### Work instruction A
Reproduce word for word everything in the Centerview Partners article below, from "American investment banking" down to "and San Francisco.".
### Work instruction B
Write the next part of the Centerview Partners article below, picking up after its last sentence.

### Passage shown
Centerview Partners
- Company type: Private ownership
- Industry: Financial services
- Founded: 2006; 20 years ago
- Headquarters: 31 West 52nd Street New York, New York, U.S.
- Products: Investment banking, mergers and acquisitions, restructuring, private equity
- Website: www.centerviewpartners.com

= Centerview Partners =

American investment banking firm

Centerview Partners is an American independent investment banking firm founded in 2006. Centerview operates primarily as an investment banking advisory firm with approximately 80 partners and 500 professionals advising across various industries, geographies, transaction structures, and deal sizes. The firm is headquartered in New York City with offices in London, Paris, Menlo Park and San Francisco.

==History==
Centerview was founded in July 2006 by Blair Effron, former Vice Chairman of UBS AG, and Robert Pruzan, former CEO of Dresdner Kleinwort Wasserstein North America and President of Wasserstein Perella & Co. In 2010, Robert E. Rubin, former U.S. Secretary of the Treasury, joined the firm as Counselor. In 2019, Rahm Emanuel joined the firm to launch the Chicago office. In 2023, Richard N. Haass, former president of the Council of Foreign Relations, joined the firm as Senior Counselor. In 2025, Reince Priebus, former White House Chief of Staff and Chairman of the Republican National Committee, joined the firm as Senior Advisor.

In April 2021, a former Centerview analyst sued the firm, alleging that she was fired after requesting disability accommodations for her diagnosed mood and anxiety disorder. These accommodations would have stipulated that she receive at least 8 hours of sleep each night and not be required to continue working into the early morning. The case was settled out of court before it went to trial.

### Listed records
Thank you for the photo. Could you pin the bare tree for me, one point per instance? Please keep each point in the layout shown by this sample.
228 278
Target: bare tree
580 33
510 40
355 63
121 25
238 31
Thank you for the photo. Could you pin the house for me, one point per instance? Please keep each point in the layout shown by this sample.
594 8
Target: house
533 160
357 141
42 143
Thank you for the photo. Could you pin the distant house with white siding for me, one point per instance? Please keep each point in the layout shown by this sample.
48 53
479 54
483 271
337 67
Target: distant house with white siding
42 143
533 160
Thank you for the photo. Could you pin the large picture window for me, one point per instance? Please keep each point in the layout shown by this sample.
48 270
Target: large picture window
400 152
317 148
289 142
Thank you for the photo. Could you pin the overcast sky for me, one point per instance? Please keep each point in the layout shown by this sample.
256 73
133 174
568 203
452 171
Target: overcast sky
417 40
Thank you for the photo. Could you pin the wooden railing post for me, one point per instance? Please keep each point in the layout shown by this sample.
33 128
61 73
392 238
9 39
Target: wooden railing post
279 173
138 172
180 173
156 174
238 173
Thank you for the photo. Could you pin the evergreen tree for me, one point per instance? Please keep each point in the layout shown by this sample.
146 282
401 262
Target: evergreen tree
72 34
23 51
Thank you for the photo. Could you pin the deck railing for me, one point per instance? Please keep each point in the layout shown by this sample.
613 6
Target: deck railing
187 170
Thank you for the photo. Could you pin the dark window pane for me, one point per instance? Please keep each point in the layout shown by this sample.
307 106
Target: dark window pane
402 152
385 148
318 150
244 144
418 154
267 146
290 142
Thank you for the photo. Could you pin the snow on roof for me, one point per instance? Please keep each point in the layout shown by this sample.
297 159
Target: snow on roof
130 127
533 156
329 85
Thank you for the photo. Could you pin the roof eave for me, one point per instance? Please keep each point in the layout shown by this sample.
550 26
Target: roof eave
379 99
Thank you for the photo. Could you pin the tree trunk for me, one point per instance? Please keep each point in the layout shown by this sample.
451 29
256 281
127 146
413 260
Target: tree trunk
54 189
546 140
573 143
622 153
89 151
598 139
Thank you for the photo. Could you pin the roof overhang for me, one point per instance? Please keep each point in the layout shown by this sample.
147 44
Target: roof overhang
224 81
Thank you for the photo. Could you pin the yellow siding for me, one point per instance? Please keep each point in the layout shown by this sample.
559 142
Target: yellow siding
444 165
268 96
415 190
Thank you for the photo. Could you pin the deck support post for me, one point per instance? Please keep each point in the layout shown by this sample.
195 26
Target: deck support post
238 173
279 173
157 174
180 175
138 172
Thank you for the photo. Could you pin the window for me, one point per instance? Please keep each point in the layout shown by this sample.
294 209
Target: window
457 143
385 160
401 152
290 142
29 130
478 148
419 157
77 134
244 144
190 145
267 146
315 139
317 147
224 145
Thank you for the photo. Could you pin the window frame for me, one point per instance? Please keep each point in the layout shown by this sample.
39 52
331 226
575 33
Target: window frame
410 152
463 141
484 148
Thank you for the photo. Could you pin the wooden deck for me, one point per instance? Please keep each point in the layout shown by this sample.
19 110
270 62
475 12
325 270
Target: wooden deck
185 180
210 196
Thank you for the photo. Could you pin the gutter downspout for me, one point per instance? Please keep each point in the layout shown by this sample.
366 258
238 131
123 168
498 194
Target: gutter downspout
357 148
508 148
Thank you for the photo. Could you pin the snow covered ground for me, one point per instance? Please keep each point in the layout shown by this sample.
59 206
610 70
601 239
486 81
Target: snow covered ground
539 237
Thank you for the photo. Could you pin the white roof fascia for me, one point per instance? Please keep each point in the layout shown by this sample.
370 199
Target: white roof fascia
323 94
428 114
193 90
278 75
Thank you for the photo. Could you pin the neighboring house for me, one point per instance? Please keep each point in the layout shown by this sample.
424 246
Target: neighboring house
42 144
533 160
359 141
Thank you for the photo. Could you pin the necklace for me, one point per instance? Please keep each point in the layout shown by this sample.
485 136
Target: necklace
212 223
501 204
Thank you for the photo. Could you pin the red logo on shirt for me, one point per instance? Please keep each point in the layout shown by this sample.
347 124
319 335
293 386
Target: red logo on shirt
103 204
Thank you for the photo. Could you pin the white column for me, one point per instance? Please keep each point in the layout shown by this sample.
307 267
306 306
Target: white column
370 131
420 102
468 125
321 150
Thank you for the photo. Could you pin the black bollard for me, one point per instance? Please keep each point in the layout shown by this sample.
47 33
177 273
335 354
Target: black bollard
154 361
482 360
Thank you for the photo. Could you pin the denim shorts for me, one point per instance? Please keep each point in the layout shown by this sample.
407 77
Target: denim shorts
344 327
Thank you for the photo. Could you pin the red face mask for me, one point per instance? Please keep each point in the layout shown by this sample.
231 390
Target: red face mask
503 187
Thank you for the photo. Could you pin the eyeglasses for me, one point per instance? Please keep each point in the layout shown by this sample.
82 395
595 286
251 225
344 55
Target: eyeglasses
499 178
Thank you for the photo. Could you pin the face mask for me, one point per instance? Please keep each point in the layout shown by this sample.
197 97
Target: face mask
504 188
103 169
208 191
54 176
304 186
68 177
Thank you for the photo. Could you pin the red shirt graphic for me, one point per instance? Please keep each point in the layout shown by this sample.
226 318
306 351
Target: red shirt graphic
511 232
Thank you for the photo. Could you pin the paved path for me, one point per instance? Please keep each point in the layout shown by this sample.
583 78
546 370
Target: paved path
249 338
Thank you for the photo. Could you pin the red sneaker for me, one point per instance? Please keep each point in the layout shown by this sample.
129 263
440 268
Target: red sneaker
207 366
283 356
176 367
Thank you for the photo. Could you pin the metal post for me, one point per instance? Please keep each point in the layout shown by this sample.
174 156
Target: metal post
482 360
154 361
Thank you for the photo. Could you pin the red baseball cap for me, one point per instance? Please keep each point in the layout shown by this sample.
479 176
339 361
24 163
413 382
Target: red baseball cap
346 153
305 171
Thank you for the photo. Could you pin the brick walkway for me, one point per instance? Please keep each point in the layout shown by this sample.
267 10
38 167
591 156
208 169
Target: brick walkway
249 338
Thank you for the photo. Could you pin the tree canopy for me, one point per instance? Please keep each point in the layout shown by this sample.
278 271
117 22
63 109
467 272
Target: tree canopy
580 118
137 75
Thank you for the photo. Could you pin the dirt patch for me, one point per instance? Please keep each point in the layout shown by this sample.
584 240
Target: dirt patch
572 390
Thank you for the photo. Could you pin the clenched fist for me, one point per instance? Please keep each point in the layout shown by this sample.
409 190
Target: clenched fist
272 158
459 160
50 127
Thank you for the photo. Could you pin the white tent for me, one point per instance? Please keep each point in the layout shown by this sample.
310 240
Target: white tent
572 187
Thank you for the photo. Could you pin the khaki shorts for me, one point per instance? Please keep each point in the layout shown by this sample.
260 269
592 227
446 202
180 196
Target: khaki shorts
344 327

### Final answer A
American investment banking firm

Centerview Partners is an American independent investment banking firm founded in 2006. Centerview operates primarily as an investment banking advisory firm with approximately 80 partners and 500 professionals advising across various industries, geographies, transaction structures, and deal sizes. The firm is headquartered in New York City with offices in London, Paris, Menlo Park and San Francisco.

### Final answer B
In 2024, The Wall Street Journal cited Centerview as the investment bank with the fourth highest M&A revenue in the U.S. The firm has also consistently ranked well as a top investment bank to work for, in part for its high compensation relative to the industry, including to first year analysts.

In 2024, Centerview ranked fourth among all banks for mergers and acquisitions revenue in the U.S. As of 2025, the firm was rated "No. 1 Investment Bank to Work For" by Vault for six consecutive years.

==Management==
Before co-founding Centerview, Effron was Group Vice Chairman of UBS AG and a member of the Board of UBS Investment Bank, where he also sat on several management committees and advised Gillette on its $57 billion sale to Procter & Gamble, which was the largest M&A transaction of 2005. In 2006, Effron announced he was leaving UBS to form a new boutique investment banking firm.

Before co-founding Centerview, Pruzan was Head of Global Investment Banking and CEO of North America at Dresdner Kleinwort Wasserstein and President of Wasserstein Perella & Co. He is a former member of McKinsey & Company where he specialized in strategic consulting for consumer products companies and financial institutions.